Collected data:

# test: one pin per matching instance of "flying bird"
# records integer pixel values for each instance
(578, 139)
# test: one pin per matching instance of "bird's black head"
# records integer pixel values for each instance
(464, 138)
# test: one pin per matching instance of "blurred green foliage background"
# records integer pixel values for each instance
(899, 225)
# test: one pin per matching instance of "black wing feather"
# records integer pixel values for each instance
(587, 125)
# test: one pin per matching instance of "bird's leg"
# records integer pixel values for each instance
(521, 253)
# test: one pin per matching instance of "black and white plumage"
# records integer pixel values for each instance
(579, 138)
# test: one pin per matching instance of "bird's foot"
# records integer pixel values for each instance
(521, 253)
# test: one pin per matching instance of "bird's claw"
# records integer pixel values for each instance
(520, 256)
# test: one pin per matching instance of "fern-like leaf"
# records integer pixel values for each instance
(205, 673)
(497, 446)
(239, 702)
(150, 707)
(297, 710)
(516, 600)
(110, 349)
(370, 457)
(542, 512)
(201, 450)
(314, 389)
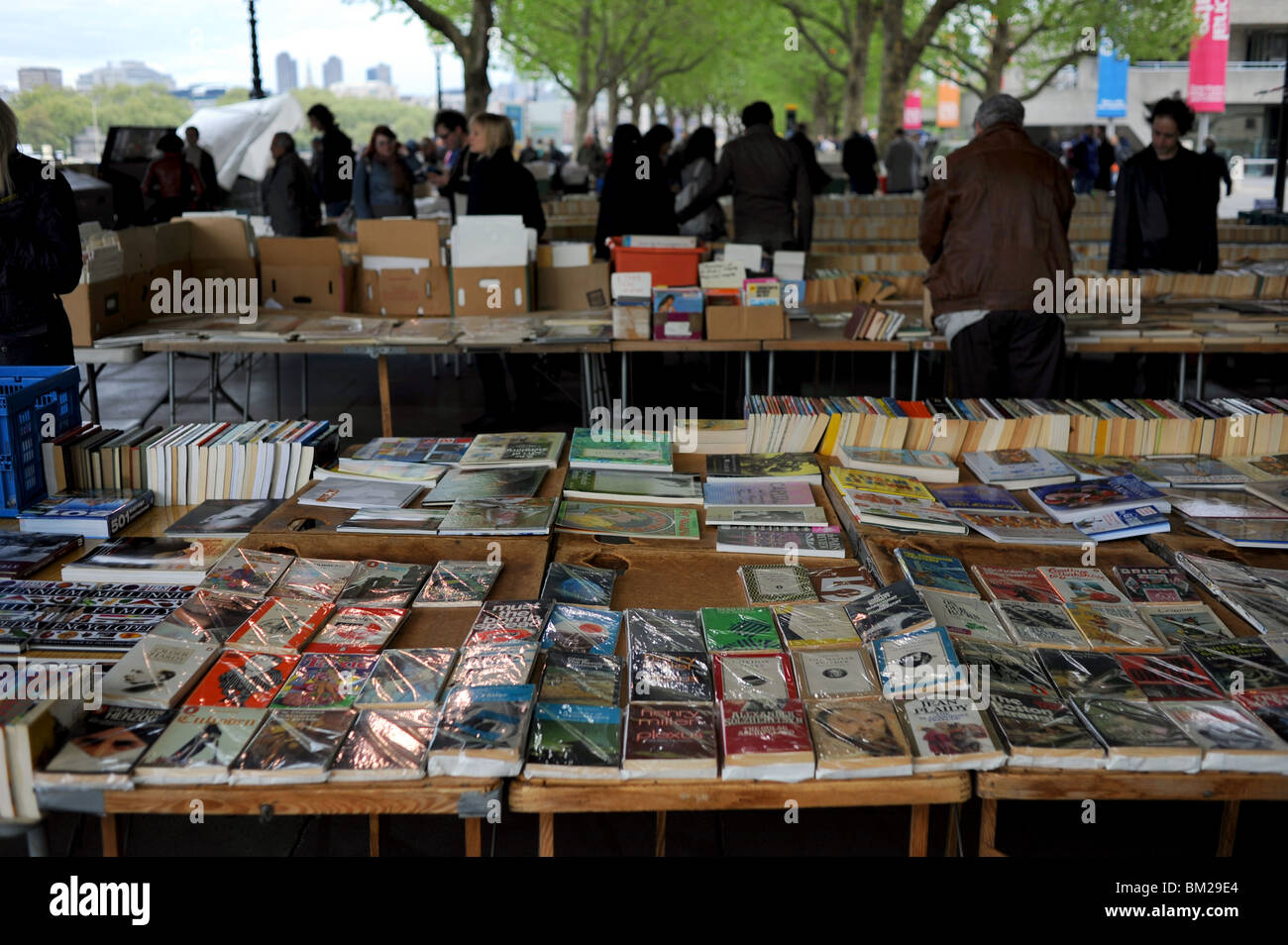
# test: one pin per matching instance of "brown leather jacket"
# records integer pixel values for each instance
(995, 223)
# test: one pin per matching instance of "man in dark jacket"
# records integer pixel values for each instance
(1164, 210)
(993, 228)
(287, 191)
(858, 159)
(767, 175)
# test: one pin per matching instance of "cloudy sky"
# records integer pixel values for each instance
(209, 40)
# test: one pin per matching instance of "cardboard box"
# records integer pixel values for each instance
(303, 273)
(490, 290)
(572, 288)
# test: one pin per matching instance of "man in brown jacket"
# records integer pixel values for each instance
(993, 226)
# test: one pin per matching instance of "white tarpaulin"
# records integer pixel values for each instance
(239, 136)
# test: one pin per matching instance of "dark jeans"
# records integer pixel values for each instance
(1010, 355)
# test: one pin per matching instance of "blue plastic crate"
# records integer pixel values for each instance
(26, 395)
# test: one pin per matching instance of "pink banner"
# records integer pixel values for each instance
(1209, 52)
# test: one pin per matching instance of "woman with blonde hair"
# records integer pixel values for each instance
(40, 257)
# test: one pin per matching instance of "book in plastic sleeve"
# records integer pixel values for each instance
(836, 674)
(292, 747)
(407, 679)
(765, 740)
(858, 738)
(198, 746)
(482, 733)
(1043, 731)
(385, 746)
(459, 583)
(325, 682)
(949, 734)
(670, 740)
(1138, 735)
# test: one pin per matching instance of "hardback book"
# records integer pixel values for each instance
(325, 682)
(1170, 677)
(589, 679)
(313, 578)
(1039, 625)
(502, 516)
(1232, 738)
(618, 450)
(1140, 737)
(246, 572)
(787, 494)
(765, 740)
(1087, 674)
(509, 621)
(482, 731)
(919, 464)
(579, 583)
(836, 674)
(1017, 583)
(382, 584)
(1183, 623)
(581, 630)
(514, 450)
(966, 617)
(1043, 731)
(1077, 501)
(814, 625)
(1155, 584)
(949, 734)
(1082, 584)
(621, 485)
(858, 738)
(629, 520)
(1116, 627)
(156, 674)
(494, 665)
(670, 740)
(281, 625)
(90, 514)
(575, 740)
(671, 678)
(206, 618)
(459, 583)
(739, 630)
(651, 630)
(149, 561)
(359, 630)
(932, 572)
(1018, 469)
(385, 746)
(292, 747)
(888, 612)
(754, 677)
(103, 747)
(777, 583)
(805, 542)
(983, 499)
(243, 680)
(407, 679)
(198, 746)
(763, 468)
(911, 662)
(223, 518)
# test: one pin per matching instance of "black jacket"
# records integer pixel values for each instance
(501, 185)
(40, 255)
(1157, 228)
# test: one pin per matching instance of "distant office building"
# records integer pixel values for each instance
(35, 76)
(287, 73)
(127, 72)
(333, 71)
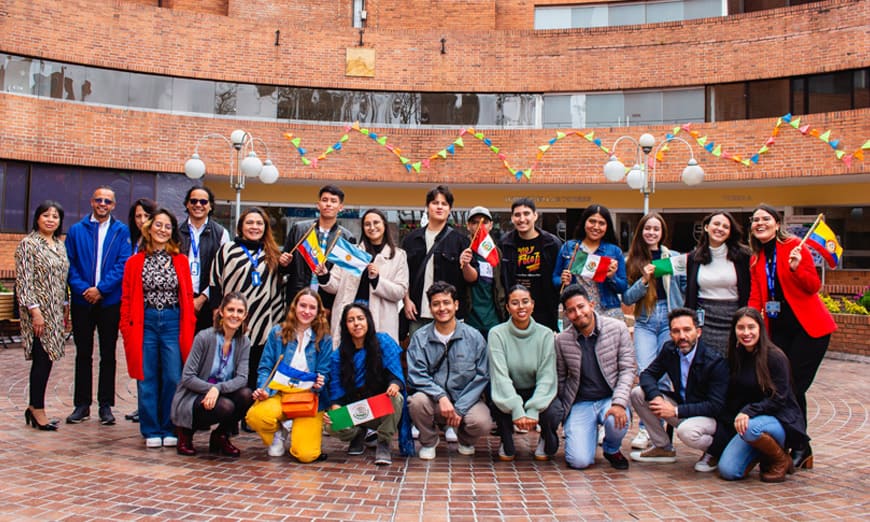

-- PROBLEM --
Find each line in the data above that contains the word "jacket" and copy those lines.

-- ANSWER TO THIS PROBLEM --
# test: one pin per matching instance of "brown leather jacket"
# test: one pin per matching instance of "man in dark jacket"
# test: one pin per matching instance of "man in brown jacket"
# test: one pin per matching instance of "black jacket"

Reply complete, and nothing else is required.